Starting with the line that mentions "Query: palm tree", repeat each line verbatim until the entries end, both ends included.

- [Stored data entries]

====

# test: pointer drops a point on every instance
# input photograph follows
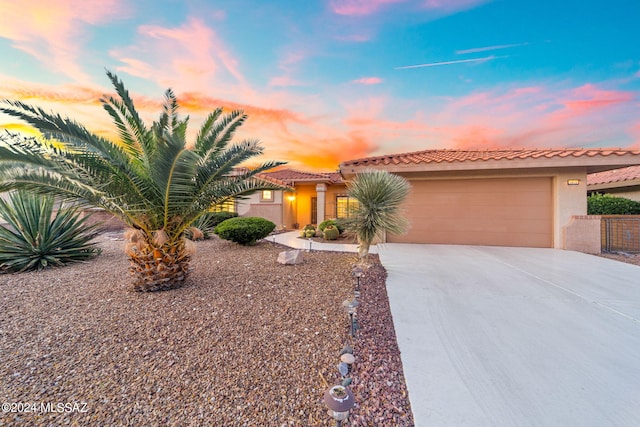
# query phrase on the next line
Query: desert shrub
(245, 231)
(337, 223)
(606, 204)
(37, 238)
(331, 232)
(208, 222)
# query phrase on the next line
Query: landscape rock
(290, 257)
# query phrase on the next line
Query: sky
(324, 81)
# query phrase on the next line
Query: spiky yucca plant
(149, 177)
(36, 237)
(380, 195)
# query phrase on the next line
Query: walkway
(293, 240)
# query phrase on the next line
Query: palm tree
(149, 178)
(379, 195)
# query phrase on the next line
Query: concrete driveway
(494, 336)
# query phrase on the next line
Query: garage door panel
(501, 212)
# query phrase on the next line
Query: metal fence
(621, 234)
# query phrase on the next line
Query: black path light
(340, 401)
(357, 273)
(350, 306)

====

- [ANSWER SPACE]
Query: palm tree
(149, 178)
(379, 195)
# query phrase on the next line
Query: concrete driveway
(494, 336)
# query phrase on the next line
Query: garage door panel
(501, 212)
# query phrase on the next line
Query: metal fence
(621, 234)
# query phrase on the next line
Query: black path light
(340, 401)
(357, 273)
(350, 306)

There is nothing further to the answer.